Annotation records
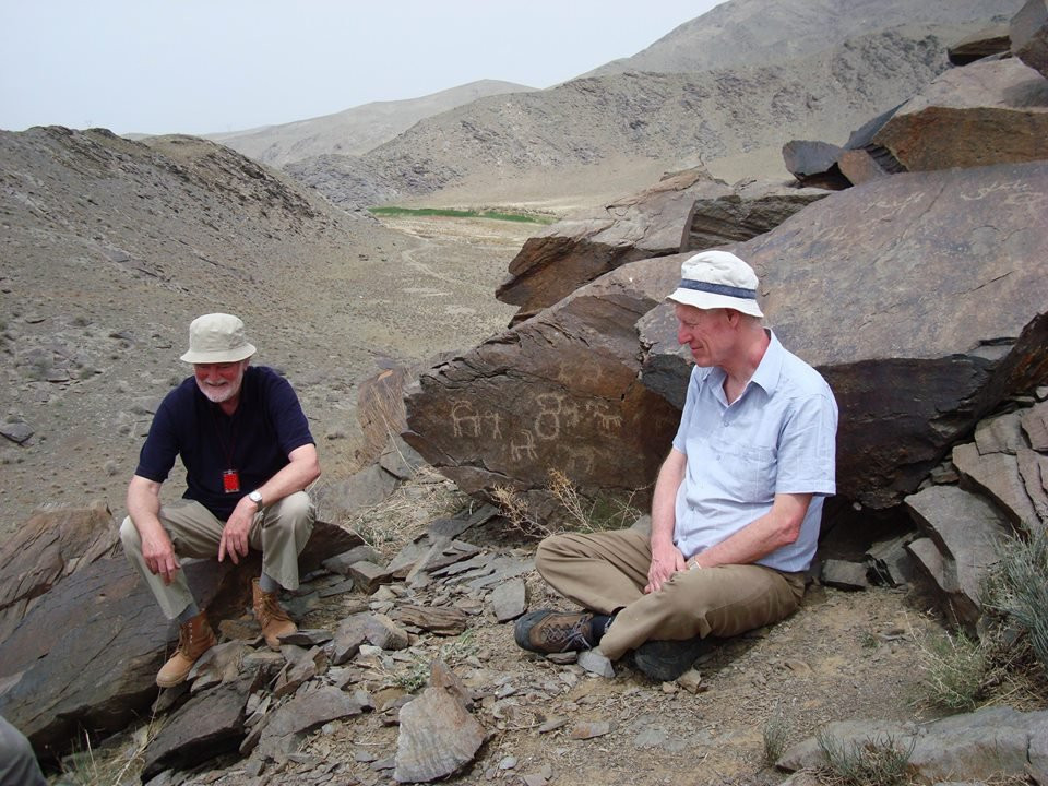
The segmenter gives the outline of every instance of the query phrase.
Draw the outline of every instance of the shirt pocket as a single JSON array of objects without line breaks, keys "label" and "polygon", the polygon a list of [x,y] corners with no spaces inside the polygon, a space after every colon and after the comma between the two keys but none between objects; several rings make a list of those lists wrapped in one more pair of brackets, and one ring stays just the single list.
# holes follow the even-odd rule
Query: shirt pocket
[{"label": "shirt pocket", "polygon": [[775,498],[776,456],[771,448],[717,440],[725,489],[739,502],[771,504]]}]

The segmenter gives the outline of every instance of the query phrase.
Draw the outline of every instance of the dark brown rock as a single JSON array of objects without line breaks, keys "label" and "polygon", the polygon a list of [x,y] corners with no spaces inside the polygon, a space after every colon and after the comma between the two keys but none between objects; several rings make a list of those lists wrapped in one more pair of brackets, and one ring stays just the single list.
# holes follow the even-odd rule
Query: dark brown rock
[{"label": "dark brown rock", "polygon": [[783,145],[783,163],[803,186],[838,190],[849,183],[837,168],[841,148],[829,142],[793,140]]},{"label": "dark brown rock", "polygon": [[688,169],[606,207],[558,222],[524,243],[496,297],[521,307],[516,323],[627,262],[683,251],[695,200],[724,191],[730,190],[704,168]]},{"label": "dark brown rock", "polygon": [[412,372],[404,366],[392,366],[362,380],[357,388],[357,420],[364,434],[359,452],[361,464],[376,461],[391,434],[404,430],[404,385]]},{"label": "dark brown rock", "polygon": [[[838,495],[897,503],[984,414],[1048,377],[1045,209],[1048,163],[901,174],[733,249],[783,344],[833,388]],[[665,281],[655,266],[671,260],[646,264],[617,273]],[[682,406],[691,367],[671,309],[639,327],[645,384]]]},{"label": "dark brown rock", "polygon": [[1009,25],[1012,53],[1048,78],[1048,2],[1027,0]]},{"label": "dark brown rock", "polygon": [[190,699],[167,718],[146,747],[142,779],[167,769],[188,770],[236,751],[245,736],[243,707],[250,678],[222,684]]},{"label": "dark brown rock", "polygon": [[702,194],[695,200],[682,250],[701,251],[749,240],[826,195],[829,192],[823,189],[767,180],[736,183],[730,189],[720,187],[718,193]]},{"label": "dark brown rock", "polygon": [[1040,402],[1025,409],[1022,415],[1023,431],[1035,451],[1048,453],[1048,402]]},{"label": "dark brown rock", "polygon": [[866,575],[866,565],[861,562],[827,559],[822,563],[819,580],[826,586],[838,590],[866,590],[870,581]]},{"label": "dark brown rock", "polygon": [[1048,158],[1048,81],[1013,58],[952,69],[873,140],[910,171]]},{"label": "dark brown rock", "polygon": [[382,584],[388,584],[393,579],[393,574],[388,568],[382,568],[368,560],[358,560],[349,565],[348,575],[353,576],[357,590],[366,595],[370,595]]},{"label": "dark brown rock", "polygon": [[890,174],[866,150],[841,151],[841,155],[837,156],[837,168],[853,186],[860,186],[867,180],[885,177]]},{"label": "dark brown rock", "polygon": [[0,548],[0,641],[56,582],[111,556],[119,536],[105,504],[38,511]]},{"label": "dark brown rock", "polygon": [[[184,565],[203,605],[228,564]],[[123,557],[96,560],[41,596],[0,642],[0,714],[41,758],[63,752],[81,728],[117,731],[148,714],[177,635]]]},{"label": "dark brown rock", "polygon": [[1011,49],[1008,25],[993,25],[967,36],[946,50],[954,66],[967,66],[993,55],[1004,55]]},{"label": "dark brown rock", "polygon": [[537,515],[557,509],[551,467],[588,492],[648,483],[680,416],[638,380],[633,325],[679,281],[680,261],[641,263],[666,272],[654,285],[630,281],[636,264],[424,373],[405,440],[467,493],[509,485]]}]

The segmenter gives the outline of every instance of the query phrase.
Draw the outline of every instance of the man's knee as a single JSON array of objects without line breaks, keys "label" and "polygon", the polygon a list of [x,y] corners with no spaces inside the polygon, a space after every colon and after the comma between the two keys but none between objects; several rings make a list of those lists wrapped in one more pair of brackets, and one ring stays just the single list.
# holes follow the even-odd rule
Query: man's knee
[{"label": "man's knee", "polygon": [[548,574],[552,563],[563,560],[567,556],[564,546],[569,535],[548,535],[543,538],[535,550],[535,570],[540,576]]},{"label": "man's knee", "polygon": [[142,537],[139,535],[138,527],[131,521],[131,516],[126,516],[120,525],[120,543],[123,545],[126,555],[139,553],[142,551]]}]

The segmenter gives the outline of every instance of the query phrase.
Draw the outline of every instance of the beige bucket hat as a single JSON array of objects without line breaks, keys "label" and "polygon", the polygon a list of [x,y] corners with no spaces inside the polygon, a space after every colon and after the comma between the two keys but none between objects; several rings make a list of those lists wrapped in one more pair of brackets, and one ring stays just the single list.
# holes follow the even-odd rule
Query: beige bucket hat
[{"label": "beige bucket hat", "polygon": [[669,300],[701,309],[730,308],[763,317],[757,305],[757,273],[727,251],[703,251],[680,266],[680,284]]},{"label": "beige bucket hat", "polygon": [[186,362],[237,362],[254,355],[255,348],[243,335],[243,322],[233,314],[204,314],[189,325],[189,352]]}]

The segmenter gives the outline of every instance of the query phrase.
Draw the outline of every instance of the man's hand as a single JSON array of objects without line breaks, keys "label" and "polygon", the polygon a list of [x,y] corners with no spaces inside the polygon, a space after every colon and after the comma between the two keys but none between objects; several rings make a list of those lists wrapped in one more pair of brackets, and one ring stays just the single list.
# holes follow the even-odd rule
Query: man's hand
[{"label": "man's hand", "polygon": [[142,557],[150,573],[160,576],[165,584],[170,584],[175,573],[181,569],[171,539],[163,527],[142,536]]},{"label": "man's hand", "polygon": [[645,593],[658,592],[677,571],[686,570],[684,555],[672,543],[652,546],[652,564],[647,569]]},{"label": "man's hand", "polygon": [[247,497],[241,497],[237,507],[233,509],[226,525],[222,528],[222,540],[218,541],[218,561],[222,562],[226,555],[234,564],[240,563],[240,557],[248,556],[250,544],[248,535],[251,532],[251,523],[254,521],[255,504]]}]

WRITTEN EXERCISE: The records above are to be restated exactly, without their pictures.

EXPECTED ANSWER:
The segmenter gives the outline of every instance of the query phrase.
Draw the outline of every instance of the shirt pocket as a single JSON array of objects without line breaks, keys "label" and "polygon", the polygon a list of [x,y] corners with no spaces inside the polygon, a space after every colon and after the comma between the two keys but none between objects; several rings make a list of those lists wrapped in one more pair of brackets, and one ring stays just the single list.
# holes follow the even-odd rule
Query: shirt pocket
[{"label": "shirt pocket", "polygon": [[775,498],[776,456],[771,448],[717,440],[725,489],[739,502],[771,504]]}]

The segmenter gives the outline of every instance of the query phrase.
Draw the outline of every instance of the dark brown rock as a single JSON array of objects without line breaks, keys "label" and "polygon", the polygon a list of [x,y] corners with no spaces inside the polygon, a space after every colon and after the comma between the two keys but none between objects; several rings make a list of those lists wrapped in one more pair of brackets, and one ring stays just the single list.
# holes follow the even-odd rule
Query: dark brown rock
[{"label": "dark brown rock", "polygon": [[783,145],[783,163],[803,186],[838,190],[849,183],[837,168],[841,148],[829,142],[793,140]]},{"label": "dark brown rock", "polygon": [[688,169],[606,207],[558,222],[524,243],[496,297],[521,307],[516,323],[627,262],[683,251],[695,200],[724,191],[730,190],[704,168]]},{"label": "dark brown rock", "polygon": [[412,372],[404,366],[392,366],[362,380],[357,388],[357,420],[364,434],[359,452],[361,464],[376,461],[391,434],[404,430],[404,385]]},{"label": "dark brown rock", "polygon": [[[838,495],[897,503],[984,414],[1048,377],[1045,209],[1048,163],[901,174],[733,249],[783,344],[833,388]],[[665,281],[655,266],[671,260],[646,264],[617,273]],[[682,406],[691,367],[671,309],[639,327],[645,384]]]},{"label": "dark brown rock", "polygon": [[1009,25],[1012,53],[1048,78],[1048,2],[1027,0]]},{"label": "dark brown rock", "polygon": [[190,699],[167,718],[146,747],[142,779],[167,769],[188,770],[236,751],[245,736],[243,707],[250,678],[222,684]]},{"label": "dark brown rock", "polygon": [[702,194],[695,200],[682,250],[701,251],[749,240],[826,195],[829,192],[823,189],[767,180],[736,183],[730,189],[720,187],[718,193]]},{"label": "dark brown rock", "polygon": [[1040,402],[1025,409],[1022,415],[1023,431],[1035,451],[1048,453],[1048,402]]},{"label": "dark brown rock", "polygon": [[866,575],[866,565],[861,562],[827,559],[822,563],[819,580],[826,586],[838,590],[866,590],[870,581]]},{"label": "dark brown rock", "polygon": [[1048,158],[1048,81],[1013,58],[952,69],[873,140],[910,171]]},{"label": "dark brown rock", "polygon": [[382,584],[388,584],[393,579],[393,574],[388,568],[382,568],[368,560],[358,560],[349,565],[348,575],[353,576],[357,590],[366,595],[370,595]]},{"label": "dark brown rock", "polygon": [[890,174],[866,150],[841,151],[841,155],[837,156],[837,168],[853,186],[860,186],[867,180],[885,177]]},{"label": "dark brown rock", "polygon": [[0,548],[0,641],[56,582],[111,556],[119,536],[105,504],[38,511]]},{"label": "dark brown rock", "polygon": [[[184,565],[203,605],[228,564]],[[123,557],[96,560],[41,596],[0,642],[0,714],[41,758],[63,752],[81,728],[117,731],[148,714],[177,635]]]},{"label": "dark brown rock", "polygon": [[1011,49],[1008,25],[993,25],[967,36],[946,50],[954,66],[967,66],[993,55],[1004,55]]},{"label": "dark brown rock", "polygon": [[537,515],[557,509],[551,467],[588,492],[648,483],[680,416],[638,380],[633,325],[679,281],[680,261],[641,263],[666,272],[654,285],[630,281],[636,264],[424,373],[405,440],[467,493],[509,485]]}]

The segmenter gives the outline of every instance of the query phrase.
Draw the outline of every instance of the man's knee as a single JSON array of objects without line breaks, keys "label" and "polygon", the polygon a list of [x,y] corners with no spaces inside the polygon, a space after every colon and after the comma between the two keys but none between objects; several rings make a list of those lists wrapped in one more pair of brackets, and one ring stays just the single list.
# holes follow the even-odd rule
Query: man's knee
[{"label": "man's knee", "polygon": [[548,574],[552,563],[563,560],[567,556],[564,546],[569,535],[548,535],[543,538],[535,550],[535,570],[540,576]]},{"label": "man's knee", "polygon": [[142,537],[139,535],[138,527],[131,521],[131,516],[126,516],[120,525],[120,543],[123,545],[126,555],[139,553],[142,551]]}]

The segmenter gives the outline of every instance of the query phrase.
Draw the outline of every instance of the beige bucket hat as a single JSON array of objects without line breaks, keys "label" and "polygon", the polygon a list of [x,y] corners with no spaces inside the polygon, a space after every colon and after the comma between the two keys but none between objects; several rings make a list of those lists wrapped in one more pair of brackets, and one ring stays just the single list.
# holes follow the even-odd rule
Query: beige bucket hat
[{"label": "beige bucket hat", "polygon": [[669,300],[701,309],[730,308],[763,317],[757,305],[757,273],[727,251],[703,251],[680,266],[680,284]]},{"label": "beige bucket hat", "polygon": [[186,362],[237,362],[254,355],[255,348],[243,335],[243,322],[233,314],[204,314],[189,325],[189,352]]}]

The segmenter gives the outline of every instance of the query phrase.
Draw the outline of every instance of the man's hand as a single JSON array of objects without line breaks, keys "label" and "polygon", the polygon a list of [x,y] corners with no spaces inside the polygon, a space after every colon and after the comma between the two keys but none between objects; several rings make a list of those lists wrapped in one more pair of brackets, and one ring stays just the single list.
# holes follow the even-odd rule
Query: man's hand
[{"label": "man's hand", "polygon": [[142,557],[150,573],[160,576],[165,584],[170,584],[175,573],[181,569],[171,539],[163,527],[142,536]]},{"label": "man's hand", "polygon": [[645,593],[658,592],[677,571],[686,570],[684,555],[672,543],[652,546],[652,564],[647,569]]},{"label": "man's hand", "polygon": [[247,497],[241,497],[237,507],[233,509],[226,525],[222,528],[222,540],[218,541],[218,561],[222,562],[226,555],[234,564],[240,563],[240,557],[248,556],[250,544],[248,535],[251,532],[251,523],[254,521],[255,504]]}]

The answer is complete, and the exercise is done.